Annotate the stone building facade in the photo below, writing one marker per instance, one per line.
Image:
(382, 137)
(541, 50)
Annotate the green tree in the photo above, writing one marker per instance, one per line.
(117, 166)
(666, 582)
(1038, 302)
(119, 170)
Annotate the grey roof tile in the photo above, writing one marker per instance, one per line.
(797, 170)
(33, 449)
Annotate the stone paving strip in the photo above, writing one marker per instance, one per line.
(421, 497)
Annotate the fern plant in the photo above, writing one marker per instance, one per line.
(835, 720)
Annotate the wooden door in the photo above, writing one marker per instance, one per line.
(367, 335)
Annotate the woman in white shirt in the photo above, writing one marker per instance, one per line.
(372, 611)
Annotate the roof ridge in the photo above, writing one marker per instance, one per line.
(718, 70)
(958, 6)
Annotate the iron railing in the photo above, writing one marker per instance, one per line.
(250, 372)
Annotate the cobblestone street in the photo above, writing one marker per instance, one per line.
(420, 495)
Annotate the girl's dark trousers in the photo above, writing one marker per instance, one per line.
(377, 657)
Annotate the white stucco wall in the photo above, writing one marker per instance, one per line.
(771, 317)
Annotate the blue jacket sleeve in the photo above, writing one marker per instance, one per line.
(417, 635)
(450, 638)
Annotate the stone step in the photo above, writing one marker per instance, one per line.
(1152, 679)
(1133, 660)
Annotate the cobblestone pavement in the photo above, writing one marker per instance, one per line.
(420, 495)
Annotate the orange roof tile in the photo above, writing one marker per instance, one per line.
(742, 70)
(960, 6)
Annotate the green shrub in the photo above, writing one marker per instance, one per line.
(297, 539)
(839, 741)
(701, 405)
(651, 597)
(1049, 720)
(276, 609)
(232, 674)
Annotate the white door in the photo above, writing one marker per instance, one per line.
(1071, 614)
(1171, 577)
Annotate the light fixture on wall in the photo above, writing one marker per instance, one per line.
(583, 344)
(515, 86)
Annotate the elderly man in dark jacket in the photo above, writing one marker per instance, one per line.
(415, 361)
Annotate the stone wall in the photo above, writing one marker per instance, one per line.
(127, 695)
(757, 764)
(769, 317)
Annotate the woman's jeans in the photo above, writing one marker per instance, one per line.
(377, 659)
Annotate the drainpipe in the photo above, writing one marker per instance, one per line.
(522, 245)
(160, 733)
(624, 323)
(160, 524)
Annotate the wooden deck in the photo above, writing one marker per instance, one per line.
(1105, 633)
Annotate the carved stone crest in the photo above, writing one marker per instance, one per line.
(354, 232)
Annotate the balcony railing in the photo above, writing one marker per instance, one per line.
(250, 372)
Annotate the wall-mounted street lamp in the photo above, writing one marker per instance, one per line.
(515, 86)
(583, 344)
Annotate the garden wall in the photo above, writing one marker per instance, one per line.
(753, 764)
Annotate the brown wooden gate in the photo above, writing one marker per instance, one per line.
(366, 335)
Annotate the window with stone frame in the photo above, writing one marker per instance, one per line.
________________
[Your objective] Update the lines above by replacing every "marker" with "point", leaving everything else unchanged.

[Reply to the task]
Annotate the stone building facade in the photo below, writing one point per instance, one per line.
Image:
(382, 137)
(541, 50)
Annotate the green tree in the photo above, writing one point per instance, one per line.
(117, 166)
(666, 582)
(1038, 302)
(119, 170)
Annotate the grey roof tile in the photo above, writing one point per instance, one per line.
(797, 170)
(33, 449)
Annotate the stone paving strip in the photo above, writing one point per instance, one per line.
(421, 497)
Annotate the fern plant in the photo above, writing one point per instance, one per line.
(835, 720)
Annotate the wooden door in the photo above, writing one point per instance, one per line.
(367, 335)
Annotate the woman in white shirt in the photo above, writing one point per instance, one per line.
(372, 611)
Annotate the roof ridge in the photo above, writing one point per instance, one per line.
(718, 70)
(958, 6)
Annotate the iron railing in the photo above, writing one point per instance, one per line.
(250, 372)
Annotate the cobblestone street in the photo above, writing one point per instance, one per line.
(420, 495)
Annotate the girl's dark trousers in the photo above, writing one point per instance, one per line.
(377, 657)
Annotate the white stucco wall in the photo above, writing one point per instance, one per line.
(771, 317)
Annotate the blue jacket sleeve in the photo above, writing one point per instance, one per line.
(417, 635)
(450, 638)
Annotate the stone step in the photo above, writing one point per instance, one per line.
(1152, 679)
(1133, 660)
Annotate the cobblestone pavement in the photo above, writing one point per instance, one per line.
(420, 495)
Annotate the orange roof tile in the photo above, writing one point per instance, one per line.
(742, 70)
(960, 6)
Annotate the green shrub in the photo above, writing one point per instance, one per line.
(297, 539)
(839, 741)
(701, 405)
(651, 597)
(1049, 720)
(276, 609)
(232, 674)
Annotate the white door in the photo above, writing one point per instance, one per line.
(1071, 614)
(1171, 577)
Annotate the light fixture on wall in the photo above, writing one point per instance, one per line.
(583, 344)
(515, 86)
Annotate the elderly man in dark jacket in the photo above, writing one point per instance, one per line.
(415, 361)
Annotate the stone wall in the photo above, writing one point per instance, one per line.
(127, 695)
(757, 764)
(769, 317)
Annotate the woman's jeans in the photo above, writing one point per instance, one per line.
(377, 659)
Annotate the drainpipe in the photo above, writing one point per instance, one per line.
(522, 245)
(160, 733)
(624, 323)
(160, 524)
Annotate the wooden deck in the photo above, writing one point per instance, one per line.
(1105, 633)
Annotate the carved stone crest in the photo above, writing one point per instance, one per line.
(354, 232)
Annotate the balcony railing in the photo above, writing one point per instance, one per line.
(250, 372)
Annotate the wall-mounted street lamp in the photo above, writing one point per instance, one per line.
(515, 86)
(583, 344)
Annotate the garden wall in the photo above, writing one point per instance, one per line.
(753, 764)
Annotate the brown wooden gate in the photo above, writing one point per instance, one per line.
(366, 335)
Annotate the window with stone frame in the photo above, writing one point per instance, one per line.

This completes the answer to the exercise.